From the line containing "Task: annotate a point on every instance of the dent in" down to the final line of the entries below, quote every line verbatim. Exclude pictures.

▸ Given entries

___

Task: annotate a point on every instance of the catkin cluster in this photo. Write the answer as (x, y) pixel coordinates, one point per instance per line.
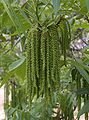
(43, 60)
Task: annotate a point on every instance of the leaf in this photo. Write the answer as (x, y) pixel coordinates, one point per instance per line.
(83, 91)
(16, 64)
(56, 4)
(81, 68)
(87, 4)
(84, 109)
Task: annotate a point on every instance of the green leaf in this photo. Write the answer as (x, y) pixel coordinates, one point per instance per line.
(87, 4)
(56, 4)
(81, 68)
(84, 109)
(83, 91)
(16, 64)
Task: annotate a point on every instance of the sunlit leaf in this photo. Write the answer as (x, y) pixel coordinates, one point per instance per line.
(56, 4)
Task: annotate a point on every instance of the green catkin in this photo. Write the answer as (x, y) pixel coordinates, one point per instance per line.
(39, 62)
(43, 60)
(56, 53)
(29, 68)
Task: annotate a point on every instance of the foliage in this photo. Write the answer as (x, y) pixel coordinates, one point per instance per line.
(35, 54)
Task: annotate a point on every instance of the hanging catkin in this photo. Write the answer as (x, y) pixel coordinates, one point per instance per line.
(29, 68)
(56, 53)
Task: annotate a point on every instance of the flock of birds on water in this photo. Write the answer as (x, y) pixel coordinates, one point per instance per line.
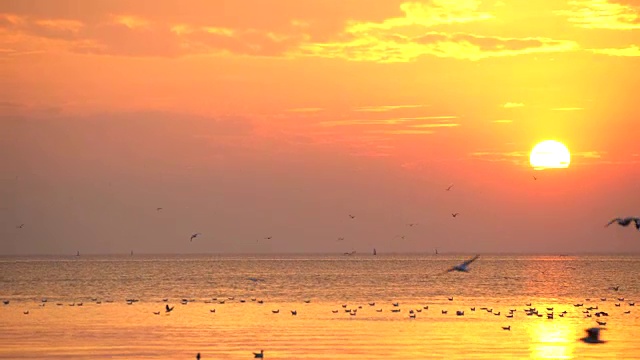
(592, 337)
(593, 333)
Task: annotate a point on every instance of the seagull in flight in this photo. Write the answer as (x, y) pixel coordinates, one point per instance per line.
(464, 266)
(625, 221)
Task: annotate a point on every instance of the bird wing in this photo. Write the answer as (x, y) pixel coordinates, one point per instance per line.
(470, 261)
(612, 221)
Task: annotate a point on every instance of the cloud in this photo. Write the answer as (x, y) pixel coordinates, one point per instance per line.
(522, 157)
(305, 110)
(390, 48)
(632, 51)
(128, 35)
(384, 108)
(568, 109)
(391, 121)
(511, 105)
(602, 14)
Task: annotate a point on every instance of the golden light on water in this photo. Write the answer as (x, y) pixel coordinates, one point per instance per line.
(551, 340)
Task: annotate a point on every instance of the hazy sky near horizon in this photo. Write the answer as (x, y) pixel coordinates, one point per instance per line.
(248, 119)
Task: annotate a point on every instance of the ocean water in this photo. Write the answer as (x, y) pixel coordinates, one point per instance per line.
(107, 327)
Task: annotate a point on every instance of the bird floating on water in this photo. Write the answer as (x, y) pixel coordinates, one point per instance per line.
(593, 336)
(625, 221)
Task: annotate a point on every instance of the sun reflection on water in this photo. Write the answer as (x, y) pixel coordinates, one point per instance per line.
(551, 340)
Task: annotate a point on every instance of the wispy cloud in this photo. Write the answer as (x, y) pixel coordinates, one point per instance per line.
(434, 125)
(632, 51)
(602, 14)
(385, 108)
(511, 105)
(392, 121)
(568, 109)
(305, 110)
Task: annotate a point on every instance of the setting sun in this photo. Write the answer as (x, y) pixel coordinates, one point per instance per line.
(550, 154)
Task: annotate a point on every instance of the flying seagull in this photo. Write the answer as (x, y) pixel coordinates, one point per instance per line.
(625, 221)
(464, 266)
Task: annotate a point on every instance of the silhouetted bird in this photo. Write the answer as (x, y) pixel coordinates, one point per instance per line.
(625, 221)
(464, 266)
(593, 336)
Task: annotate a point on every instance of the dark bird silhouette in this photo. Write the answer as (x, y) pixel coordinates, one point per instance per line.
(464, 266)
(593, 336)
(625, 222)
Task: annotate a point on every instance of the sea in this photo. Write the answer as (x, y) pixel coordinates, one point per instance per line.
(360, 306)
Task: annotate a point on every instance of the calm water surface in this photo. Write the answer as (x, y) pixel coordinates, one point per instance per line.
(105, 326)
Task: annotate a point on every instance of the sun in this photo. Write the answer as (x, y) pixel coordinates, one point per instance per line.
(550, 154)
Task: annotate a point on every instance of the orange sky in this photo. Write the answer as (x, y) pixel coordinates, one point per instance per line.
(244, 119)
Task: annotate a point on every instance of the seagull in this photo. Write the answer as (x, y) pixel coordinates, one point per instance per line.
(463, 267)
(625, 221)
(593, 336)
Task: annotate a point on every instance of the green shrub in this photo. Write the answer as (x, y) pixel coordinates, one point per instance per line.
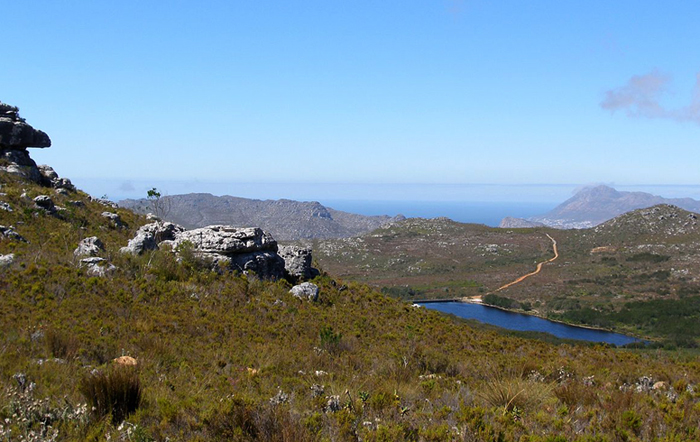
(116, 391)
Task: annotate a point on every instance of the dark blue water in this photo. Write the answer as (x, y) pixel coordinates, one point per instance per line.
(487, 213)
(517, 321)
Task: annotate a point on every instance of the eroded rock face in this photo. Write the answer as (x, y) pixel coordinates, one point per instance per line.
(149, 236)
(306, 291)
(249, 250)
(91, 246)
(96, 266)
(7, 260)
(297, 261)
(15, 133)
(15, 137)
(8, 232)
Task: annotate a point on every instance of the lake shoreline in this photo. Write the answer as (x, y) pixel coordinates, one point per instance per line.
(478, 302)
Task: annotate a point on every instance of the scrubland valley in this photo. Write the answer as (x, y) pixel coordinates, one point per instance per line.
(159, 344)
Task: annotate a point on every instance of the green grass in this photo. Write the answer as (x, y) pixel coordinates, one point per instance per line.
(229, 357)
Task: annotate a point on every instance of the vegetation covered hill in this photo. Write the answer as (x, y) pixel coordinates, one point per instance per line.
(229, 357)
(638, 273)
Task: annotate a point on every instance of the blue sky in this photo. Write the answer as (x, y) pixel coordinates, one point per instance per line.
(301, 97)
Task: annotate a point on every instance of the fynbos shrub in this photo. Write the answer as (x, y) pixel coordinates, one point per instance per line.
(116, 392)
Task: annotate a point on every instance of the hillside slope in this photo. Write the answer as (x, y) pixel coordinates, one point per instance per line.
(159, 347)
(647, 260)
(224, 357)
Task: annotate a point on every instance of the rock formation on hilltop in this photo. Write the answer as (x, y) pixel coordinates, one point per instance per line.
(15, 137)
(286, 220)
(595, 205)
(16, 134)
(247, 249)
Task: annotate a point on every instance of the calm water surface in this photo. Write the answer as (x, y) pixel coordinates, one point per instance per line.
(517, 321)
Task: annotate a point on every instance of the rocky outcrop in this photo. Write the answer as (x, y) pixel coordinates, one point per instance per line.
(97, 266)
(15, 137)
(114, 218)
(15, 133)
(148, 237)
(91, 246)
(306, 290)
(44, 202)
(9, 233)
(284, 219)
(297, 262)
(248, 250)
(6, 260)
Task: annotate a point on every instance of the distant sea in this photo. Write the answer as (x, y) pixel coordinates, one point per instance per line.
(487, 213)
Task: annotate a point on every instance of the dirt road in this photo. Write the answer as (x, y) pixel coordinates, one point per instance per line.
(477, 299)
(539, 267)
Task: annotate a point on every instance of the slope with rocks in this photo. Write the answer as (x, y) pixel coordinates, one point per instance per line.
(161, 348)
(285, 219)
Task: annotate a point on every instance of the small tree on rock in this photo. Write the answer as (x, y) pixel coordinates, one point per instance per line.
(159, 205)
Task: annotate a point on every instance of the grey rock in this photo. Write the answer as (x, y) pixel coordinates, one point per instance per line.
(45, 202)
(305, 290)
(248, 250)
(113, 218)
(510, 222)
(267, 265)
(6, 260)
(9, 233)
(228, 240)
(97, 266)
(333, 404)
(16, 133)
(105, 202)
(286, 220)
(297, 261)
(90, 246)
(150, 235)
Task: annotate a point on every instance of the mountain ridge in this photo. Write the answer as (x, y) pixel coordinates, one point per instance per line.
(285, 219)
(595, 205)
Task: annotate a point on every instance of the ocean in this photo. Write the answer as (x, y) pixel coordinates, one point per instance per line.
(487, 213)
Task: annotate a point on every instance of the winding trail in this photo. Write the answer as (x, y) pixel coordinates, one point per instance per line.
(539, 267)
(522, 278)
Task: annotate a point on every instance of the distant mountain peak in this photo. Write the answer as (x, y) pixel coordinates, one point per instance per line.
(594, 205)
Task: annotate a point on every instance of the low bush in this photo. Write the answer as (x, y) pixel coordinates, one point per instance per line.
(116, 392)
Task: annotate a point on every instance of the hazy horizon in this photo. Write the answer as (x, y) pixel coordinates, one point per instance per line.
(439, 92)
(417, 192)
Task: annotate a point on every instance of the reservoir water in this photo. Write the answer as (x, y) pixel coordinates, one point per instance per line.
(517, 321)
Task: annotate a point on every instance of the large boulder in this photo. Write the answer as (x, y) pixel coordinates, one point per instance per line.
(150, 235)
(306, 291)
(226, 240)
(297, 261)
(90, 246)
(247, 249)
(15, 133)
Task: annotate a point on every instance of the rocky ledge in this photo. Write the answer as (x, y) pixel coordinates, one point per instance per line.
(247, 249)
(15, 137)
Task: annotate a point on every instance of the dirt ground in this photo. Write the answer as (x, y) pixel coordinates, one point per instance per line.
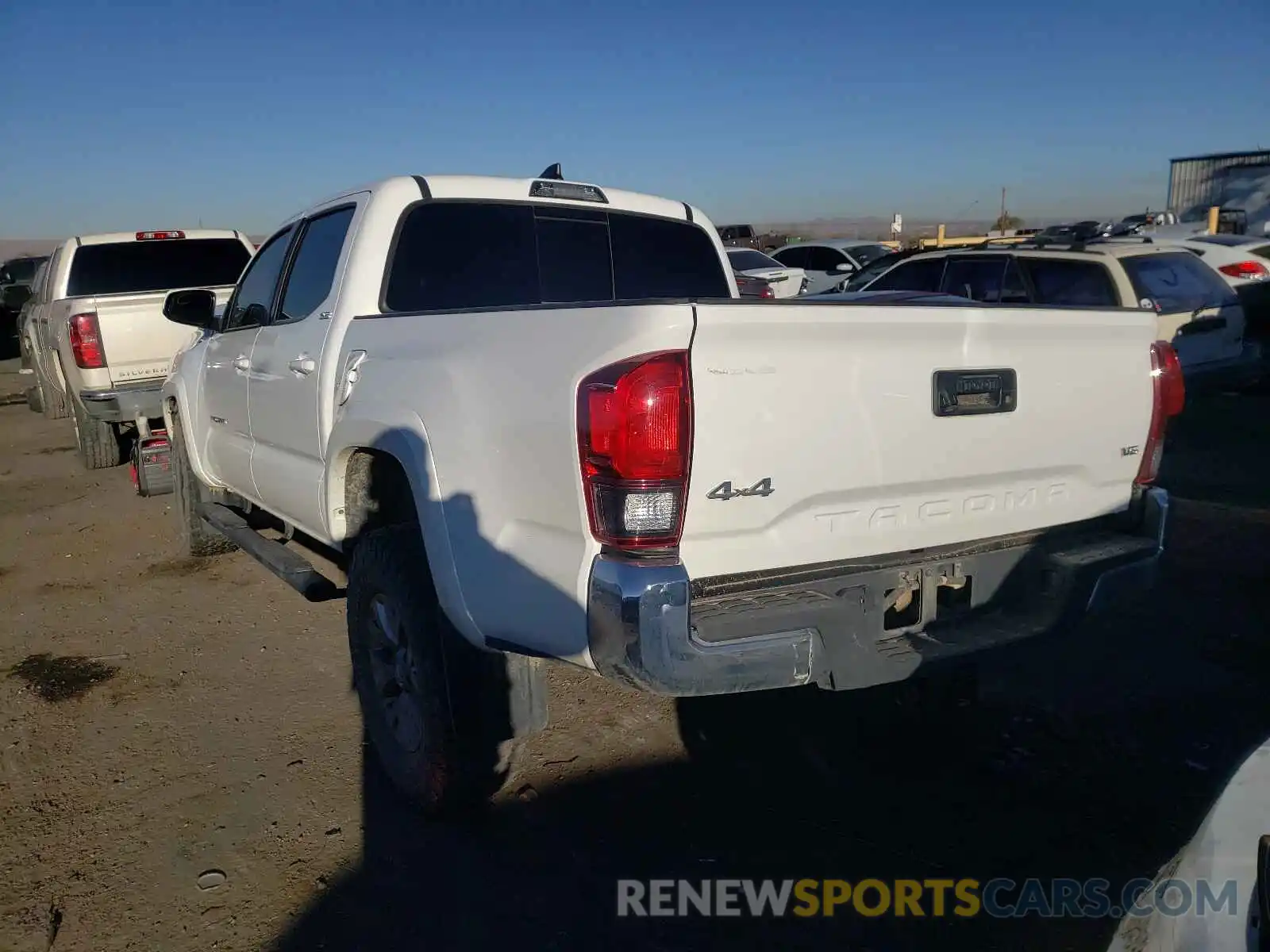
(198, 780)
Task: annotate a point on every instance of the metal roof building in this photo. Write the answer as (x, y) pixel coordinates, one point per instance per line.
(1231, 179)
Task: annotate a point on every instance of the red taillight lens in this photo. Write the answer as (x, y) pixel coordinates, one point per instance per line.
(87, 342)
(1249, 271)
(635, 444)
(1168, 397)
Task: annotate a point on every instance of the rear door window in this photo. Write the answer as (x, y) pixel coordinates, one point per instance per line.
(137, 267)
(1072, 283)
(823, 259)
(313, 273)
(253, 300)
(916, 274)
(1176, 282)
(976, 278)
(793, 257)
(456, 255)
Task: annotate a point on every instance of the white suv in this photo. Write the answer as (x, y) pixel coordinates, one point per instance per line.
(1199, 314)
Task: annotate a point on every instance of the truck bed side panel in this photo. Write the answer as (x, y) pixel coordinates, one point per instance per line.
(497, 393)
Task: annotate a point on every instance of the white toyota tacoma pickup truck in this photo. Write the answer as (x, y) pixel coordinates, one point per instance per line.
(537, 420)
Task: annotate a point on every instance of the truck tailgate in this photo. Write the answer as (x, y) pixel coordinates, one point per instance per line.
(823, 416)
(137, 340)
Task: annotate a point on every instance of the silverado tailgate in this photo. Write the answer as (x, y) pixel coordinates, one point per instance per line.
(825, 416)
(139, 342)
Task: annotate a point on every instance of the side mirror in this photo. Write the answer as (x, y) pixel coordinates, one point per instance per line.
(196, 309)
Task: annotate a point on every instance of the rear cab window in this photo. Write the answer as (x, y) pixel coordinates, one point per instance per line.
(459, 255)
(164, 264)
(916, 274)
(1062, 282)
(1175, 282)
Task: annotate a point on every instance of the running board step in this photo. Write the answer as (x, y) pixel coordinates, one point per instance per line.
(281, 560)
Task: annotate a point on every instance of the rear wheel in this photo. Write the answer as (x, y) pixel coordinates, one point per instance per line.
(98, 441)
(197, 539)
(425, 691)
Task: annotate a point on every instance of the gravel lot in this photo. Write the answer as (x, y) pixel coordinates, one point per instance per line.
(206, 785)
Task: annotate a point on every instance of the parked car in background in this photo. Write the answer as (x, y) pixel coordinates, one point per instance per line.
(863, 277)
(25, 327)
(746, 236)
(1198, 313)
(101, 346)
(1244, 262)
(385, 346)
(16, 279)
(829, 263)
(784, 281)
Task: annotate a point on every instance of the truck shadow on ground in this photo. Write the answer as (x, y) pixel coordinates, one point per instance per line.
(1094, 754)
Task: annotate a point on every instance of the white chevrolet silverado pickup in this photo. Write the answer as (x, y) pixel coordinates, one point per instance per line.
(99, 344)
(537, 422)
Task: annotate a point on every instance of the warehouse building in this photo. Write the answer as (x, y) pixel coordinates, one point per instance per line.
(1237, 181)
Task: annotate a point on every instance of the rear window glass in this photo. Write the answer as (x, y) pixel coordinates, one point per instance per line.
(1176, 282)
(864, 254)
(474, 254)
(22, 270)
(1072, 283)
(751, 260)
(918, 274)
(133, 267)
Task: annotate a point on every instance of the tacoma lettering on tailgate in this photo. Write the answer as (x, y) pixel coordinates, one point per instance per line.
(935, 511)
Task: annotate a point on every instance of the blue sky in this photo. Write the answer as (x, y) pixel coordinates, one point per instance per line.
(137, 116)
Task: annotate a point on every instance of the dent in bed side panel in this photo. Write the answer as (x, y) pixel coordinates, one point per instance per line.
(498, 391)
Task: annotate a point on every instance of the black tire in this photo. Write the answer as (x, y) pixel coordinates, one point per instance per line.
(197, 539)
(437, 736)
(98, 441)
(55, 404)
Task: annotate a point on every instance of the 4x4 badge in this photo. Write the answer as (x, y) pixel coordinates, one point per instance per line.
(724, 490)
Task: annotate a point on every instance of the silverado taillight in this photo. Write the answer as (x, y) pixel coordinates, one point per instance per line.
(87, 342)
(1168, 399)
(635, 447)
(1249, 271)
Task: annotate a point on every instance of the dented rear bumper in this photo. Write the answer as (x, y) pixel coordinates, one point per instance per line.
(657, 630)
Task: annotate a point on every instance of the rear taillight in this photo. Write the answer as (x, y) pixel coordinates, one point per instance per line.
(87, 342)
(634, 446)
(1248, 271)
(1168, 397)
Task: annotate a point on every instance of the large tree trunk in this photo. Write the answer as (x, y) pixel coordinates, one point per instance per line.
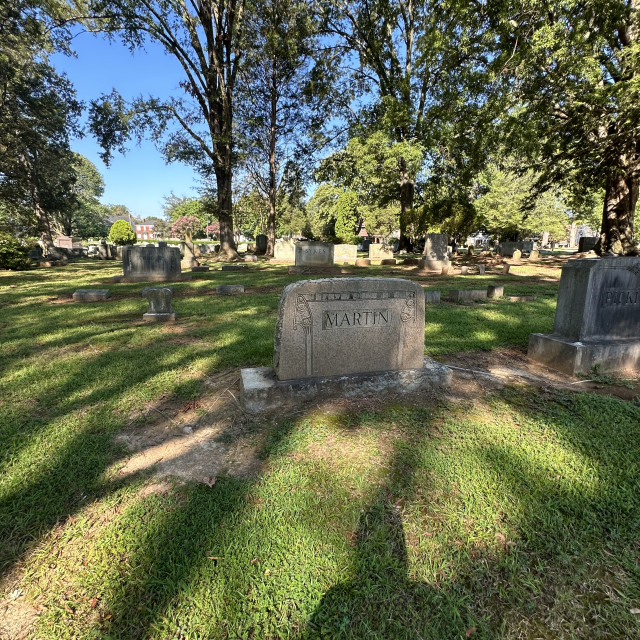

___

▸ Result of this task
Task: annotate a point on every instance of the dent in bed side panel in this photo. Write the answer as (x, y) pixel coordinates, one point per instance per line.
(498, 391)
Task: annotate a point on every instance of the black tire in this photo. Write the answer as (x, y) pixel coordinates, one point per instance per line.
(197, 539)
(437, 736)
(98, 441)
(55, 404)
Task: annotate a point on every instance of the 4x4 badge in this photo. Write the answer as (x, y) pixel coordinates, one point per instance per line.
(724, 490)
Task: annotate a point on every instance of the silverado taillight in this photo. Write the answer as (x, y) pixel coordinates, one point per instance per line.
(87, 342)
(1168, 399)
(635, 447)
(1249, 271)
Task: annotate a point on every instance of the dented rear bumper in this photo. Write the answer as (x, y) pixel coordinates, one point per instance per line.
(657, 630)
Task: annotate a point on every instance of the rear taillight in this photo. Write the answer as (x, y) pixel coordinates, one point per instance per line.
(87, 342)
(634, 446)
(1248, 271)
(1168, 397)
Task: annotate a point on every instance of the large tree trunk in this photo. Write the answer as (x, y) pixel coordinates, one point per instance per line.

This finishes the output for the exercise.